__Exercise brief__.
Please rewrite everything from the start of the data down through the line containing "negative clicks: (274, 37) (304, 45)", changing each "clicks" to "points" and leaving everything else as it is.

(Collected data entries)
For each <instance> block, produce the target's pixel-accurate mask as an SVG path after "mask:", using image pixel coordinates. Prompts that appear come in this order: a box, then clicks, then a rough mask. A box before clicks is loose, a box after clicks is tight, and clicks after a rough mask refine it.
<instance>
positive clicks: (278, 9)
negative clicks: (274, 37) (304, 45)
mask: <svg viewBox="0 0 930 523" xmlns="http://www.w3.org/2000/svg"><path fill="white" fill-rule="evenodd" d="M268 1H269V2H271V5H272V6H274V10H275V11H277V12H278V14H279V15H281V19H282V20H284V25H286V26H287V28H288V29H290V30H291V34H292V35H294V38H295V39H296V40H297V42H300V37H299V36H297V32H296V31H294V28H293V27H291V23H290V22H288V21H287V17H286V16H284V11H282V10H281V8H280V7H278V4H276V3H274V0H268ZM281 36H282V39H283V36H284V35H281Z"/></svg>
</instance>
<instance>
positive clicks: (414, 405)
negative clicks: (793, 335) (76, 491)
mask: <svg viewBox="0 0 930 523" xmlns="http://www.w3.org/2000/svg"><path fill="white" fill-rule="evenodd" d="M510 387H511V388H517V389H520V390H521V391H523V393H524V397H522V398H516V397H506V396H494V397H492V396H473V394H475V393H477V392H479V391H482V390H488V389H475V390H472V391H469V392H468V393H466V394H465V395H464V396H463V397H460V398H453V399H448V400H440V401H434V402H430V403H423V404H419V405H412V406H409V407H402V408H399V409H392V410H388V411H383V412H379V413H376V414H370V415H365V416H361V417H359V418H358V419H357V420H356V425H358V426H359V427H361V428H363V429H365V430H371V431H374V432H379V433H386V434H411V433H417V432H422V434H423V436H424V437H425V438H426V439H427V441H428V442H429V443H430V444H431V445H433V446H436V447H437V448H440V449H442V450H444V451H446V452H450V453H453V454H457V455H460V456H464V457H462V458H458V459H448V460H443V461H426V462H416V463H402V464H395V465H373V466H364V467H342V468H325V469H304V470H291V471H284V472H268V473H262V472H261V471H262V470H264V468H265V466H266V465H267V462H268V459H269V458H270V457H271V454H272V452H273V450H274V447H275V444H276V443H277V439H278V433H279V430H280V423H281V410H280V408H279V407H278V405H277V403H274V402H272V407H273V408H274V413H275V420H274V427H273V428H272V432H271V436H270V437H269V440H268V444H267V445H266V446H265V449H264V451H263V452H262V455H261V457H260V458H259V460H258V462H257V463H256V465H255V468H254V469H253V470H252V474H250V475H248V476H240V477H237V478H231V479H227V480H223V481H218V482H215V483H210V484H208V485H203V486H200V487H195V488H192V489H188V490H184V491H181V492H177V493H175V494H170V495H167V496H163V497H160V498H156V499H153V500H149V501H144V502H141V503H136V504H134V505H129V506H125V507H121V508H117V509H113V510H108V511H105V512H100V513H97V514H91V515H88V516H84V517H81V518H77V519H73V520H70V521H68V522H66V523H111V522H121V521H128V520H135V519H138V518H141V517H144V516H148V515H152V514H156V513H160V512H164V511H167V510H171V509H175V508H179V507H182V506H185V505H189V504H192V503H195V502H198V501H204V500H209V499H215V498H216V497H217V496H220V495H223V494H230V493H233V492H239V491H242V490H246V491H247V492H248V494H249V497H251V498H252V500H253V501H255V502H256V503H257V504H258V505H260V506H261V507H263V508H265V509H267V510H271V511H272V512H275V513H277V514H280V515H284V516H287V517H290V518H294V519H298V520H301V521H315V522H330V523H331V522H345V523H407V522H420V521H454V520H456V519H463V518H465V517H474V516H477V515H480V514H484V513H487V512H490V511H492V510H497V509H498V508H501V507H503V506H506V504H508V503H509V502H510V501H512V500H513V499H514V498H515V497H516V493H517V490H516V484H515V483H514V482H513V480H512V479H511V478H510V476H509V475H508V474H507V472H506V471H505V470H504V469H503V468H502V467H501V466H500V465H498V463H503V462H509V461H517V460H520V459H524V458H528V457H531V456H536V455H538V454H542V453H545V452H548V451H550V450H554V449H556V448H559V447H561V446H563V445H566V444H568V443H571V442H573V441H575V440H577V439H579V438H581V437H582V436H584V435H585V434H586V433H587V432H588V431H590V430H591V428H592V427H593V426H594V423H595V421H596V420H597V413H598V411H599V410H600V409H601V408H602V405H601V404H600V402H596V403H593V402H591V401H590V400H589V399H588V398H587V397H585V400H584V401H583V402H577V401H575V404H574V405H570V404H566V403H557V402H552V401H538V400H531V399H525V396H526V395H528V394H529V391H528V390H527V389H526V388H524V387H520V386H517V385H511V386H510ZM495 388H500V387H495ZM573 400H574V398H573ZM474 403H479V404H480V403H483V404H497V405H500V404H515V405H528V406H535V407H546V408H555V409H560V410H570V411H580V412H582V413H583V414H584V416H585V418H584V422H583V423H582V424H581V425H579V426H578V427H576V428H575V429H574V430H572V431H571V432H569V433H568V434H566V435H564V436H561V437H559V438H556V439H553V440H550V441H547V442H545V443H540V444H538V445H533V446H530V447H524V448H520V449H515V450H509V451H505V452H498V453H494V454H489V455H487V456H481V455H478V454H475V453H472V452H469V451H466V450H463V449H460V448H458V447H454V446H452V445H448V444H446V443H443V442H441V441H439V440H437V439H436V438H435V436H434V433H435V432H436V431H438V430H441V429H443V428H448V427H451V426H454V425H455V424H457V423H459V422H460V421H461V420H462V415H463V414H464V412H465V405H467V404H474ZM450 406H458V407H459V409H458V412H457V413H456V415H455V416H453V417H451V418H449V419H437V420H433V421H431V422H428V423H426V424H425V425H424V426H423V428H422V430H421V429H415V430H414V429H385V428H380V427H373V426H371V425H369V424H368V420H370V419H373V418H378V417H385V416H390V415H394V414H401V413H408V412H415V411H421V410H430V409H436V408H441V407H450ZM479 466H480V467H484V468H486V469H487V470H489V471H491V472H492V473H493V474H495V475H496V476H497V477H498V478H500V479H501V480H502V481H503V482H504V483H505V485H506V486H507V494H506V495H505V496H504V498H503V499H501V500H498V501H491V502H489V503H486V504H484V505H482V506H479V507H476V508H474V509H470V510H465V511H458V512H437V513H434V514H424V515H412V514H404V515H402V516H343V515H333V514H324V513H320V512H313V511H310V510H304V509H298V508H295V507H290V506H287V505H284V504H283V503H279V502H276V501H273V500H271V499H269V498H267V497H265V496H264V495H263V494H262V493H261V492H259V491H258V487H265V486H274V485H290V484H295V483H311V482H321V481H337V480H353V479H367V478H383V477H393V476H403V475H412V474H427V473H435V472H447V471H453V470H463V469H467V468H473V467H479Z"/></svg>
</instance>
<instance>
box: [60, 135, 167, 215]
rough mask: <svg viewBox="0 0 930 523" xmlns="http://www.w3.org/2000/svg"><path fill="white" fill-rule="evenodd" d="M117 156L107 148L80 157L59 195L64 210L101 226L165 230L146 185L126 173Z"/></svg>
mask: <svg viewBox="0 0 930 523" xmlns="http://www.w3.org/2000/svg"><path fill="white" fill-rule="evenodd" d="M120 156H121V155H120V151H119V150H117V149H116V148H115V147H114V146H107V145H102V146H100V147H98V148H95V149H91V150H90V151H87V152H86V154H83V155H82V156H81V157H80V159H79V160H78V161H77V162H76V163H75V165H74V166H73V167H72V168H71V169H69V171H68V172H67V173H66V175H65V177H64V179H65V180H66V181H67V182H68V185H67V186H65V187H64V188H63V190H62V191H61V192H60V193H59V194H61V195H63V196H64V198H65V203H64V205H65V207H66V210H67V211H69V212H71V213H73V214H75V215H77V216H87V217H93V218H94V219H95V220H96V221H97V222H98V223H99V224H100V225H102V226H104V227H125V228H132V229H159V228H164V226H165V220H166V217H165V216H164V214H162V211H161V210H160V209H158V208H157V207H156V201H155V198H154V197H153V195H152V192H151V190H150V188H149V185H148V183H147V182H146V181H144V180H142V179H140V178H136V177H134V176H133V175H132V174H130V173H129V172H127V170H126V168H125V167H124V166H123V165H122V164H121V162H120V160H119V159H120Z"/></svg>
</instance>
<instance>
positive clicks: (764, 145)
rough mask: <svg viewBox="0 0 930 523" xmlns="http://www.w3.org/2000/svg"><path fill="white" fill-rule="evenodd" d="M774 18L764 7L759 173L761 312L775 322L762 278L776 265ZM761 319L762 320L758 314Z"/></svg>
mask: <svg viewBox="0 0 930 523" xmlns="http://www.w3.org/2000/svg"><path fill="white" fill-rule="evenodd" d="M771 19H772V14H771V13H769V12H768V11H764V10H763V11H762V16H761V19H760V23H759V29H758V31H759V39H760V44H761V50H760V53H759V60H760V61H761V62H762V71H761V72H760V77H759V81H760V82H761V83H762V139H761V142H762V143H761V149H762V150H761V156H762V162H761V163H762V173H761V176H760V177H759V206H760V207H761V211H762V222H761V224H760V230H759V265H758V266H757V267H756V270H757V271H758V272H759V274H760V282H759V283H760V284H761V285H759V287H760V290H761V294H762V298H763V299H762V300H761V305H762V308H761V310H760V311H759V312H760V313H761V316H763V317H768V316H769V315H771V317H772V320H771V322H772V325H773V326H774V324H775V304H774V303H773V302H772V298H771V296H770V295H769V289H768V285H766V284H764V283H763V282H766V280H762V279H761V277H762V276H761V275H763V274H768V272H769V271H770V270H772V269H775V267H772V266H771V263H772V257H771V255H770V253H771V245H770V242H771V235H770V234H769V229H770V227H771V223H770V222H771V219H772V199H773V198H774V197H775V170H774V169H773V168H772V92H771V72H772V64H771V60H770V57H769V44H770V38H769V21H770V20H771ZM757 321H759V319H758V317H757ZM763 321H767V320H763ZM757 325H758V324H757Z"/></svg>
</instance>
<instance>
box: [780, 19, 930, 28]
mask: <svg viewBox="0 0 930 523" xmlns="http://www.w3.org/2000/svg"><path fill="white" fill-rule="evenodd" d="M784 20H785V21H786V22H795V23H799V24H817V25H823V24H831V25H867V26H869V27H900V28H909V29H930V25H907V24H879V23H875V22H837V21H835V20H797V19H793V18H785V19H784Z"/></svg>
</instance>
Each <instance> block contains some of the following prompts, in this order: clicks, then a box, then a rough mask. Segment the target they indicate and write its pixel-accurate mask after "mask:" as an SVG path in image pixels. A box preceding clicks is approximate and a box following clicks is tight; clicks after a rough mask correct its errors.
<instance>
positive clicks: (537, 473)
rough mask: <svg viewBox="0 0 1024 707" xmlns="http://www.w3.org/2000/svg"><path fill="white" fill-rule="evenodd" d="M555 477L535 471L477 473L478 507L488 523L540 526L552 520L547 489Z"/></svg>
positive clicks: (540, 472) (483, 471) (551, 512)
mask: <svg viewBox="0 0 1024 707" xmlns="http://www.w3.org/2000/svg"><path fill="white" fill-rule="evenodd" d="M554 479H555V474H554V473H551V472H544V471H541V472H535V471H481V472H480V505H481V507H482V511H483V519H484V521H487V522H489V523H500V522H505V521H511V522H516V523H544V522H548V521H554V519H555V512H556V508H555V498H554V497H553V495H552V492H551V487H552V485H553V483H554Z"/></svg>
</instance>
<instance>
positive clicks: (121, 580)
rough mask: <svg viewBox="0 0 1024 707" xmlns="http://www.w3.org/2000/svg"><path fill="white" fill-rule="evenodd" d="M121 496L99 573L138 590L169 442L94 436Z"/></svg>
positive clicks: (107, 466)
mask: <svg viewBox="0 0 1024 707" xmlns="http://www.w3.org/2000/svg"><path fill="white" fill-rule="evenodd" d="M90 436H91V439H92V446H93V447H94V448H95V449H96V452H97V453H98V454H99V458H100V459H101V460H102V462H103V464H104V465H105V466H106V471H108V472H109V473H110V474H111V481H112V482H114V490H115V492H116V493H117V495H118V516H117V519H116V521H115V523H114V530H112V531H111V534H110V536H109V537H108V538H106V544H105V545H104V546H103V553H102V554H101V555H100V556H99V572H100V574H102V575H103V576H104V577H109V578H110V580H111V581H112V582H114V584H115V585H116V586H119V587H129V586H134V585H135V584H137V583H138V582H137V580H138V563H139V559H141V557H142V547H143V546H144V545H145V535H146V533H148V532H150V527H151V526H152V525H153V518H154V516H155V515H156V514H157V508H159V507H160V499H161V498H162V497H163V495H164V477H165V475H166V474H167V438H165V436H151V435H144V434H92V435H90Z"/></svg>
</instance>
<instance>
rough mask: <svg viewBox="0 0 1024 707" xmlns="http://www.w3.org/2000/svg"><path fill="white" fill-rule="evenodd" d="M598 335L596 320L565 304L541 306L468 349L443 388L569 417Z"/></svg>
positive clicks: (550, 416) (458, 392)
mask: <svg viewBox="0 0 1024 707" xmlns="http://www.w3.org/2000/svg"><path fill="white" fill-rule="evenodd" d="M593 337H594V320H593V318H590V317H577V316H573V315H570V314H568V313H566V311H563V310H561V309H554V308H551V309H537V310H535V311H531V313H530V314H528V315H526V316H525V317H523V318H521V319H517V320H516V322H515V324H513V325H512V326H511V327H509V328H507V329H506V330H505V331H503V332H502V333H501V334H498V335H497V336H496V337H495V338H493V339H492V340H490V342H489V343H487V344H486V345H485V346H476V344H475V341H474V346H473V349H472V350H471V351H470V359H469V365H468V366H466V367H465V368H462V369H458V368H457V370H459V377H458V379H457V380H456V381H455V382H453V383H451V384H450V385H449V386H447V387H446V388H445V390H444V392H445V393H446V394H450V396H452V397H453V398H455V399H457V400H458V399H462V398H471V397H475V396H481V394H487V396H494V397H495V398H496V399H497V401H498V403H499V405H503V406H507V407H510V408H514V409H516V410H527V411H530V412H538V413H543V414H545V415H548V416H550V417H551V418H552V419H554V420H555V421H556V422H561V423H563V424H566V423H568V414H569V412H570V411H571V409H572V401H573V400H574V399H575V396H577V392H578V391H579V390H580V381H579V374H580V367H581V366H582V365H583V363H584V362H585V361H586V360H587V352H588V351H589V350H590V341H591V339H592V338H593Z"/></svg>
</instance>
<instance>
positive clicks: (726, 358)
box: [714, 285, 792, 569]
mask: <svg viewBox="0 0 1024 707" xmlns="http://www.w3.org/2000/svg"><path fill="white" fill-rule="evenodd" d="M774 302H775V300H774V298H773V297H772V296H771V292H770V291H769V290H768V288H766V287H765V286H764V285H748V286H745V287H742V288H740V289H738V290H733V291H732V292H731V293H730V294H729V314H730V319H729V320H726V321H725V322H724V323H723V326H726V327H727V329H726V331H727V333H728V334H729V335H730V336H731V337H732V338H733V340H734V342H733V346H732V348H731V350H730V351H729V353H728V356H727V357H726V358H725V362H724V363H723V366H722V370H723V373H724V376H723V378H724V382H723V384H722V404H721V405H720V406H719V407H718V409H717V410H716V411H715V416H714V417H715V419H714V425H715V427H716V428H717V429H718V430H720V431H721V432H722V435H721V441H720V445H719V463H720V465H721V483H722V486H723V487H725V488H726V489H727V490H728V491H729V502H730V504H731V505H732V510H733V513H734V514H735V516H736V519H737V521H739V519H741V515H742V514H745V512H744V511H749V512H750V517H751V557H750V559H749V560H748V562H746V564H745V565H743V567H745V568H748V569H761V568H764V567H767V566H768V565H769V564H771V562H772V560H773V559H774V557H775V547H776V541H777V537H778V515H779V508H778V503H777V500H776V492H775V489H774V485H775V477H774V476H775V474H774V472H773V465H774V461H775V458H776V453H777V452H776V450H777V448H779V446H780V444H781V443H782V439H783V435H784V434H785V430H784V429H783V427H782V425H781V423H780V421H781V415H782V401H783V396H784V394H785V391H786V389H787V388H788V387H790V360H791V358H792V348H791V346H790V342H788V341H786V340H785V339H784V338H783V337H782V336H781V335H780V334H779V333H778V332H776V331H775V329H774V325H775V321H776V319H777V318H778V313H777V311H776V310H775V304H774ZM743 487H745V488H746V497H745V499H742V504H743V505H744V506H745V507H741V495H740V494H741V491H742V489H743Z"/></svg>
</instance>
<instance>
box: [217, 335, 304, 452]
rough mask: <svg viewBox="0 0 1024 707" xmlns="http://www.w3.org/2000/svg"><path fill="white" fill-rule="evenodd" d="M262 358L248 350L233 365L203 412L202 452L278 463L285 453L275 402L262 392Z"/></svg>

__Answer__.
For each <instance> block, produce the target's pixel-accurate mask as an SVG path after "mask:", using image pixel coordinates. Prompts that appear come in this order: a box, then points, then a rough mask. A box before points is loose, a box after points is tight, and points after a rough mask refine it.
<instance>
positive points: (278, 9)
negative points: (274, 37) (304, 45)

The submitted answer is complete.